> _Written instruction_: Can you copy word for word the part of the Alberta oil passage from "The next question" to "six to seventeen."?

[begin Quoted text]

I do not think anything has been done on that score. It was under consideration at that time, so the minister pointed out. But again
there was procrastination, and nothing has been done. I am sure that if we now had a pipeline from Alberta to the head of the lakes or to the Pacific it would be of great assistance to the Minister of Munitions and Supply. I say that because I imagine oil supplies would be more necessary along our coasts than in the central provinces, because of the proximity to the danger zone.
The next question I asked at that time was:
How much additional survey and exploration work will be carried on in Alberta and other parts of Canada in an earnest endeavour to increase our oil output?
This was the answer:
The increase of effort this year has been made in Alberta and bordering parts of Saskatchewan where the geographical and topographical field parties have been increased from six to seventeen.
While these questions were asked of the minister, and while he said that investigations were being made, so far as actual increase in production is concerned nothing of real importance has developed. The time has come when we have to do something more than merely investigate. If thorough investigation was made at that time the minister should now be in possession of sufficient information to start immediately something worth while in this regard. I can well realize the minister's attitude with respect to the development of further fields, from the point of view of its being more economical to drill wells than, say, to develop the tar sands of Alberta. But I take it the main concern should not be the expense involved, but rather the question: Can we get the production?

[end Quoted text]
[begin Given entries]

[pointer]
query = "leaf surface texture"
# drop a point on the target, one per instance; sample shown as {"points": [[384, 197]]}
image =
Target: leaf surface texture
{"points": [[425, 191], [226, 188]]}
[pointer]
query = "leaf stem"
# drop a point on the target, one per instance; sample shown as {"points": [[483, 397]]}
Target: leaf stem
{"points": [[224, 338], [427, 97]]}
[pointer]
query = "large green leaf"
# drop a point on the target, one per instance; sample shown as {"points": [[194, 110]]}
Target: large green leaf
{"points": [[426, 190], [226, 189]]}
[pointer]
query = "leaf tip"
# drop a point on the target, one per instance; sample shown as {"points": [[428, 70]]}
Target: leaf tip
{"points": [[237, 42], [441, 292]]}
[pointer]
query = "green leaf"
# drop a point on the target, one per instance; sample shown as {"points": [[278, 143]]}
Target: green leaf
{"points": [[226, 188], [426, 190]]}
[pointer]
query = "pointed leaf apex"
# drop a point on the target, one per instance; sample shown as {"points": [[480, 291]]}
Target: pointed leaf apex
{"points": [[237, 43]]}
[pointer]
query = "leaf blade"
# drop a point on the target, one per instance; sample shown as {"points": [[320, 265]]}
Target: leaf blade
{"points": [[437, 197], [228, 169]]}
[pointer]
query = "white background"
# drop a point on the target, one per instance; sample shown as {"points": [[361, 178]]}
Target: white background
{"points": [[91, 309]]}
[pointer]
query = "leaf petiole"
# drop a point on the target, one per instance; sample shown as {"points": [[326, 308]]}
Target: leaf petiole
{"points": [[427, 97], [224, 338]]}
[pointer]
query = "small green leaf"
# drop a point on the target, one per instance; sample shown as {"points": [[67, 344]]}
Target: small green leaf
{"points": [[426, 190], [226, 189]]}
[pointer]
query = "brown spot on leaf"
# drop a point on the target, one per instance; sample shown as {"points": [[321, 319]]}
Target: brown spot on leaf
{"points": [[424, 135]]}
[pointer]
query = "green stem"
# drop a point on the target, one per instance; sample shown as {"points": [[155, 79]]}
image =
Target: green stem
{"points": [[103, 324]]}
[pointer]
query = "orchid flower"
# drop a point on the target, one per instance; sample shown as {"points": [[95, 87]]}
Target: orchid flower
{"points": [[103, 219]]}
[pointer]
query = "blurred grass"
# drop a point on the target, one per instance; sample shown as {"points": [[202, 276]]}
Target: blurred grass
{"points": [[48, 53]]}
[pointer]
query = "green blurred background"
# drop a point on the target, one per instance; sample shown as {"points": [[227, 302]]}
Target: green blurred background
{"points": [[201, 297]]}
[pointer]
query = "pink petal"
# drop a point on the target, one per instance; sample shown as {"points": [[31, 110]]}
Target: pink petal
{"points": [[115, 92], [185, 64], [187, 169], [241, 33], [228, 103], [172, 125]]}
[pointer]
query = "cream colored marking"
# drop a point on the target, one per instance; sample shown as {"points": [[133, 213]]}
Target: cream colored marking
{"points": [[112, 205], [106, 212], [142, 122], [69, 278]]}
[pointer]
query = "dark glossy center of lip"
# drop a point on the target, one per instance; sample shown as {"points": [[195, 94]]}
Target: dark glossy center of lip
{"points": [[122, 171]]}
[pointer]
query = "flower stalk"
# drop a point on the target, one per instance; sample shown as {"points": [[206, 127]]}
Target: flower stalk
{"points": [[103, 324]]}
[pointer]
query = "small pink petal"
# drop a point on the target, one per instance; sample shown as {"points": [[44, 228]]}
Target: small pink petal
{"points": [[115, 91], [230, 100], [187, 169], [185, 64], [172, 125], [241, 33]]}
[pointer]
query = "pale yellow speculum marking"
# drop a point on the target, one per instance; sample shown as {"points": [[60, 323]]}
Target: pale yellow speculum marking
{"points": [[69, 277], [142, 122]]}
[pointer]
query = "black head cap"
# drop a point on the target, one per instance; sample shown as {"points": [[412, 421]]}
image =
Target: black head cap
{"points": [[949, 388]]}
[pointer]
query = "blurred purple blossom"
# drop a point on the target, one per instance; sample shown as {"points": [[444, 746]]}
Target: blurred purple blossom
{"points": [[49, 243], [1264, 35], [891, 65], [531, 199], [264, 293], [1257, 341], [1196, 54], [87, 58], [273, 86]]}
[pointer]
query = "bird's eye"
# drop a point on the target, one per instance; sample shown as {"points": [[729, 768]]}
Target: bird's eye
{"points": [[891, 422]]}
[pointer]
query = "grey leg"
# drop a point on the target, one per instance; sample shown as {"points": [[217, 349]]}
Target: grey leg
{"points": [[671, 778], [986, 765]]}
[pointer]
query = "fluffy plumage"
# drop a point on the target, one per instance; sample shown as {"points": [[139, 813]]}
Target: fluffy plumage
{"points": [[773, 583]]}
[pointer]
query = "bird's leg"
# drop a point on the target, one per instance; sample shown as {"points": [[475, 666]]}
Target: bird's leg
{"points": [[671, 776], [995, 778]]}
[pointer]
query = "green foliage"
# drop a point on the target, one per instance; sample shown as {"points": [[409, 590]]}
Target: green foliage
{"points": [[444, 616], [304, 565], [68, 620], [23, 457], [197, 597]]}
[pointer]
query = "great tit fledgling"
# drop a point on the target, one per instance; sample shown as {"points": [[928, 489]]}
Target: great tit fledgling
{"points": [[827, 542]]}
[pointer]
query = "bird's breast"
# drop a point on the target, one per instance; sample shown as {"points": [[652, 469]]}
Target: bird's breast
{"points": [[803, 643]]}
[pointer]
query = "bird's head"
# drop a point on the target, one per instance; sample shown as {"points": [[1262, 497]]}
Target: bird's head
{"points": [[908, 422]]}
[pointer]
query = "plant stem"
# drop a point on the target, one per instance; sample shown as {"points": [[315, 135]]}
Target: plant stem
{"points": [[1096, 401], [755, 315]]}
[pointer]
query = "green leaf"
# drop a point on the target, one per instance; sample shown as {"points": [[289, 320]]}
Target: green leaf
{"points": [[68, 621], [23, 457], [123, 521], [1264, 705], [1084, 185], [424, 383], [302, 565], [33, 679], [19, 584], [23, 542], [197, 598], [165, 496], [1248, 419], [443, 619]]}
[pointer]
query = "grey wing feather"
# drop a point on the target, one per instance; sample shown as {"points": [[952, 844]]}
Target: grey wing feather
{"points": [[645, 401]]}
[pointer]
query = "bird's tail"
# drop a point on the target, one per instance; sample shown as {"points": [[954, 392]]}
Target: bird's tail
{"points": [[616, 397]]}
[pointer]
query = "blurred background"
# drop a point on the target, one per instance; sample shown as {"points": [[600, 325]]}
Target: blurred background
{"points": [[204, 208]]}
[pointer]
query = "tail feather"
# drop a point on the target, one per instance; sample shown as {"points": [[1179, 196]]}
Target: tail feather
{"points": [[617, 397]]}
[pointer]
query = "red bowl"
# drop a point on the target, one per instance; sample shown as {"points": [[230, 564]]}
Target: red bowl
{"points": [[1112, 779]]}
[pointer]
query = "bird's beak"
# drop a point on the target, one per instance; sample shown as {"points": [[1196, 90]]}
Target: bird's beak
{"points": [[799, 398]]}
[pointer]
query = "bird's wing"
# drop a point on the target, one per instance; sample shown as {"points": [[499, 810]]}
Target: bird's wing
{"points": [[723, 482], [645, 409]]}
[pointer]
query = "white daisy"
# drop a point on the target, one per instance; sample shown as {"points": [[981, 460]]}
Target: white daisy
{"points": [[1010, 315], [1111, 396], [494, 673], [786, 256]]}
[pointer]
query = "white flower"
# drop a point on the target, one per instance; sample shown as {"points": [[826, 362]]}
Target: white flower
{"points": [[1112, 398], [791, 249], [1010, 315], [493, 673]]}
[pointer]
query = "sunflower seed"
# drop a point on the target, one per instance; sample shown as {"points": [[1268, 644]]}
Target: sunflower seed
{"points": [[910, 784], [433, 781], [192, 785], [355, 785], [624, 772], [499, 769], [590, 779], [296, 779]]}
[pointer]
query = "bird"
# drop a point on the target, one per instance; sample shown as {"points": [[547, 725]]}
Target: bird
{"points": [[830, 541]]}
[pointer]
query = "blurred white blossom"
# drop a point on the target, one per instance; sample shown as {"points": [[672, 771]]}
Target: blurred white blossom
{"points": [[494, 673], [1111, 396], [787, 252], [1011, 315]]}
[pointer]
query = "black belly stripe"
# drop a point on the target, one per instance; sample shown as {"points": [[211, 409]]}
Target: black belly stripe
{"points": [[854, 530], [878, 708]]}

[end Given entries]

> _Solution_:
The next question I asked at that time was:
How much additional survey and exploration work will be carried on in Alberta and other parts of Canada in an earnest endeavour to increase our oil output?
This was the answer:
The increase of effort this year has been made in Alberta and bordering parts of Saskatchewan where the geographical and topographical field parties have been increased from six to seventeen.